### [PROBLEM TO WORK ON]
State only how many lines below include the word "microphone".
═══ INPUT MATERIAL ═══
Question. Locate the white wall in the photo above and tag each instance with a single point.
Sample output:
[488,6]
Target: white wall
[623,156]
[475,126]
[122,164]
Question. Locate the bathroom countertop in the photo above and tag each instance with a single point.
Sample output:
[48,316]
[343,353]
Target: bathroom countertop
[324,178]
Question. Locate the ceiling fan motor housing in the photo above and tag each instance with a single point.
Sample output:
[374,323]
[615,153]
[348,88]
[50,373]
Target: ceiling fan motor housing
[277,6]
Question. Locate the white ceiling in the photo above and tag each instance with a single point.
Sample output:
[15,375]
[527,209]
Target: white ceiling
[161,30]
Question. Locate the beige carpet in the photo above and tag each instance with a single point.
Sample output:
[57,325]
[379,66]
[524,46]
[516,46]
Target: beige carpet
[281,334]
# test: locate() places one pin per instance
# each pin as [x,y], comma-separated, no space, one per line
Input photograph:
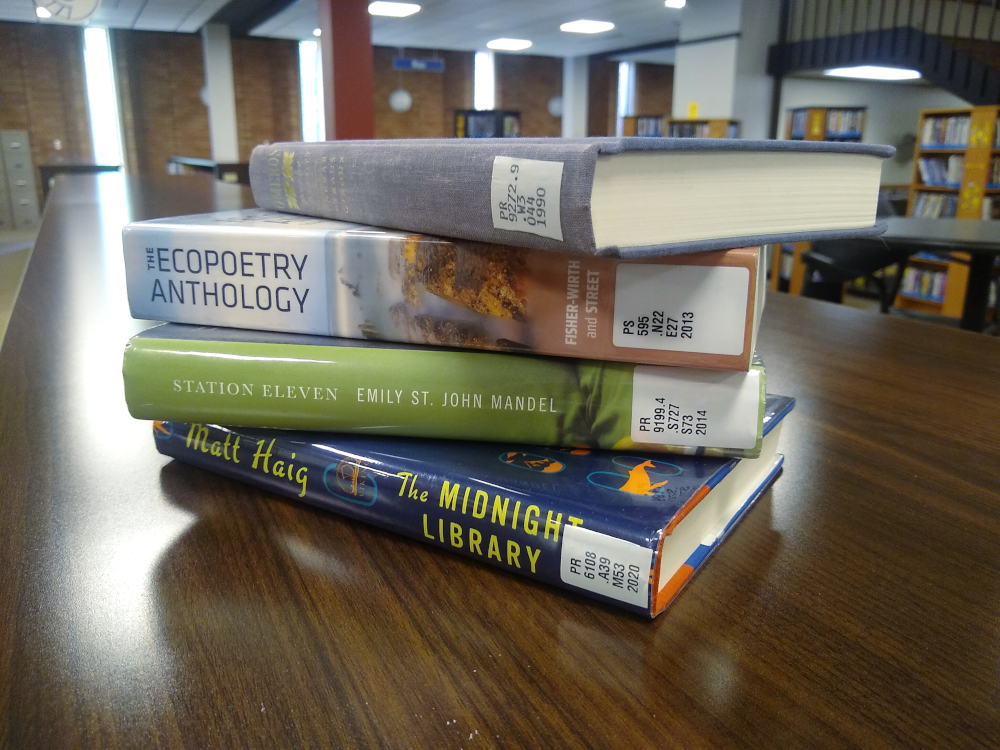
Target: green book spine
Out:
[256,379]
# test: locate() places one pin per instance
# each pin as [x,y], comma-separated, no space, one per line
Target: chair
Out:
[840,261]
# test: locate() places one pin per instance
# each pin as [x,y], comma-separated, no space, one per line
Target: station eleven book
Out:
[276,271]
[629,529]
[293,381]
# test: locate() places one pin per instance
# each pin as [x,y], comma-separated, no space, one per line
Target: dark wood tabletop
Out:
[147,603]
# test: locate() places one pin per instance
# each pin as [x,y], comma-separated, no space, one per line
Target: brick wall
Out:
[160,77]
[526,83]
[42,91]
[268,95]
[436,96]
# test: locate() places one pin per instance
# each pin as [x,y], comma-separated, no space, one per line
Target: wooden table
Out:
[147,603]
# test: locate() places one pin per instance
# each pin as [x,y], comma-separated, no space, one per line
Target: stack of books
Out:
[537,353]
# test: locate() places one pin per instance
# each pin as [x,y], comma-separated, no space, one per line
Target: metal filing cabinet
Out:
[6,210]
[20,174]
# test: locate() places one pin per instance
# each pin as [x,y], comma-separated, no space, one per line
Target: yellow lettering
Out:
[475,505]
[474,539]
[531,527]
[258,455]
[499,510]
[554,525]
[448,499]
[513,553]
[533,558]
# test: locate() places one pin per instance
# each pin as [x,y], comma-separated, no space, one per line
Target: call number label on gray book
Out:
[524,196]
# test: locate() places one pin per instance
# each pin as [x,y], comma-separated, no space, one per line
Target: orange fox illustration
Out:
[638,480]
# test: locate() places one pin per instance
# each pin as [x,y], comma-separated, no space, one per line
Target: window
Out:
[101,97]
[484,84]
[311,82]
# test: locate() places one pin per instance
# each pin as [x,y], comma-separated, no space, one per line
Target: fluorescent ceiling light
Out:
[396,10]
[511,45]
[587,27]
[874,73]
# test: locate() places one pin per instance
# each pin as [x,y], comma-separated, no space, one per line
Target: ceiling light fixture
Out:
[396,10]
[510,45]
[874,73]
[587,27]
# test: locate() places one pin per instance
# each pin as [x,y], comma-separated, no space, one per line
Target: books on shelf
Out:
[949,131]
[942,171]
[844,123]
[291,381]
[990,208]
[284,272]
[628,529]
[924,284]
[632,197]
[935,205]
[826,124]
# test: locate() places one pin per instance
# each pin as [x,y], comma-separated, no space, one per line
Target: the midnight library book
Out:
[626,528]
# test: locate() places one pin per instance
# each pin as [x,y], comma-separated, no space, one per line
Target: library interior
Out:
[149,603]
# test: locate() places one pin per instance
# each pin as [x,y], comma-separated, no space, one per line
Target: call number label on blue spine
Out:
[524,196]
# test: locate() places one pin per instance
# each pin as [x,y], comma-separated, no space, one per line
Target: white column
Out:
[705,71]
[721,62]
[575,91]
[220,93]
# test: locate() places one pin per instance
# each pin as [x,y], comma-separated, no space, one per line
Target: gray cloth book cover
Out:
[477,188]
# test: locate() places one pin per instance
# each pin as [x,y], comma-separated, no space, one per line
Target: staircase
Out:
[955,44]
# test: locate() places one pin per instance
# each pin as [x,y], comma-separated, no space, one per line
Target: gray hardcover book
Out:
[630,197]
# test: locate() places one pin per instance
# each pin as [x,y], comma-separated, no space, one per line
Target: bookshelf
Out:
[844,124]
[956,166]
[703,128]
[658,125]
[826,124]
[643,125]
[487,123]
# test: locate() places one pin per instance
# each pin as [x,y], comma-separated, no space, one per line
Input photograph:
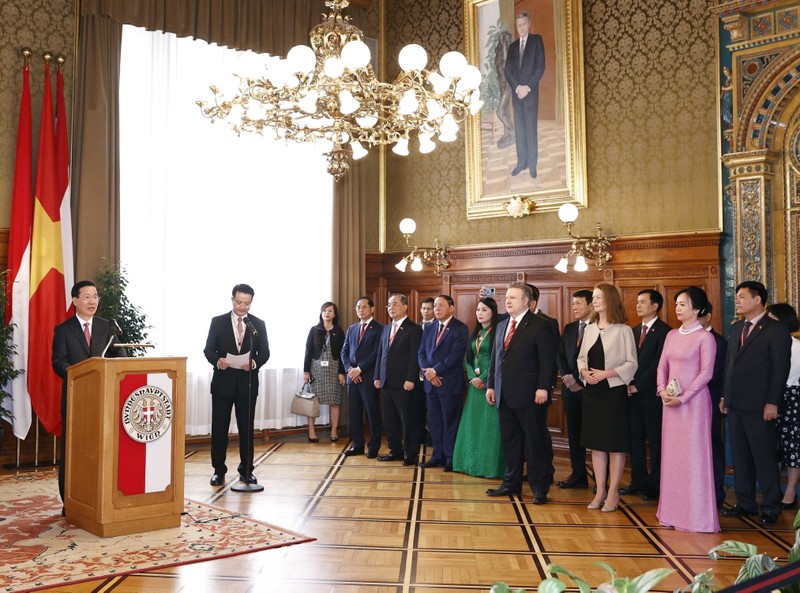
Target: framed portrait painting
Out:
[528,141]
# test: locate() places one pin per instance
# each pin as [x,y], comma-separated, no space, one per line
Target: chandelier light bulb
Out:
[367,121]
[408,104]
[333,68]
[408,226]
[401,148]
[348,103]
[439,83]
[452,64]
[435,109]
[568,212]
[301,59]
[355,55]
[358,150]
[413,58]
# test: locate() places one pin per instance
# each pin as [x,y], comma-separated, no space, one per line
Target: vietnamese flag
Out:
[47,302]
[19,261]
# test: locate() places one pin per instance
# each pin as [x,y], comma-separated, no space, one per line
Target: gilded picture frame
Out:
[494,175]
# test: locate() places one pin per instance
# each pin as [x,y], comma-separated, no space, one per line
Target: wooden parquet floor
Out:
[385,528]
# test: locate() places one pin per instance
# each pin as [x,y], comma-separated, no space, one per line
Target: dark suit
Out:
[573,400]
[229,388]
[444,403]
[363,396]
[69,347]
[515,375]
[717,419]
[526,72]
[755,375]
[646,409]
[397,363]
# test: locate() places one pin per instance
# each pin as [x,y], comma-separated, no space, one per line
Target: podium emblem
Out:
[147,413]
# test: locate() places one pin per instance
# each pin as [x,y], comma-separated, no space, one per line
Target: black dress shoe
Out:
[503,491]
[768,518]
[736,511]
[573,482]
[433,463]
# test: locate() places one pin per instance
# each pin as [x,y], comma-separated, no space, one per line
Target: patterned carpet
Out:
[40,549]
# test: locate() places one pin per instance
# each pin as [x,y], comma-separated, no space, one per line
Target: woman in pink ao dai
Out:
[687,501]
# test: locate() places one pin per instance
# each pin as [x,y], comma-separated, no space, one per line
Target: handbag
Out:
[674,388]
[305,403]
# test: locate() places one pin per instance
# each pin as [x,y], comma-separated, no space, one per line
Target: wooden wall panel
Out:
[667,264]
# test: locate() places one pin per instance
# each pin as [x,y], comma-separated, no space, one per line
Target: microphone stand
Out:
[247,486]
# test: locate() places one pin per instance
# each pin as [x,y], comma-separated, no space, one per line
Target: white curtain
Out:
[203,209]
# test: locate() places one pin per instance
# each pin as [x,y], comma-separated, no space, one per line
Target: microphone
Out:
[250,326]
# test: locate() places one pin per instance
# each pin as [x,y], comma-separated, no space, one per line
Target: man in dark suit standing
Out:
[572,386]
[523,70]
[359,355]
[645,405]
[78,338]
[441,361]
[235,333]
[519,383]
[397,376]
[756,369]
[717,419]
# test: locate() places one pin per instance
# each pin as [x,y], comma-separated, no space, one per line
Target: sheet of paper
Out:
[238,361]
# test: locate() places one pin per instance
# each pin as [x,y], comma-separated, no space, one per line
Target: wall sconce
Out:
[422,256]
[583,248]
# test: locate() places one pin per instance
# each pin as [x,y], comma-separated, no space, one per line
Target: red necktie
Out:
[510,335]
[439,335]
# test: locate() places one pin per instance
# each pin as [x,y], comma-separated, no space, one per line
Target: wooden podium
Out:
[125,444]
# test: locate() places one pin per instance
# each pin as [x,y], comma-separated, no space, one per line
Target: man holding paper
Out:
═══
### [OUTPUT BELOW]
2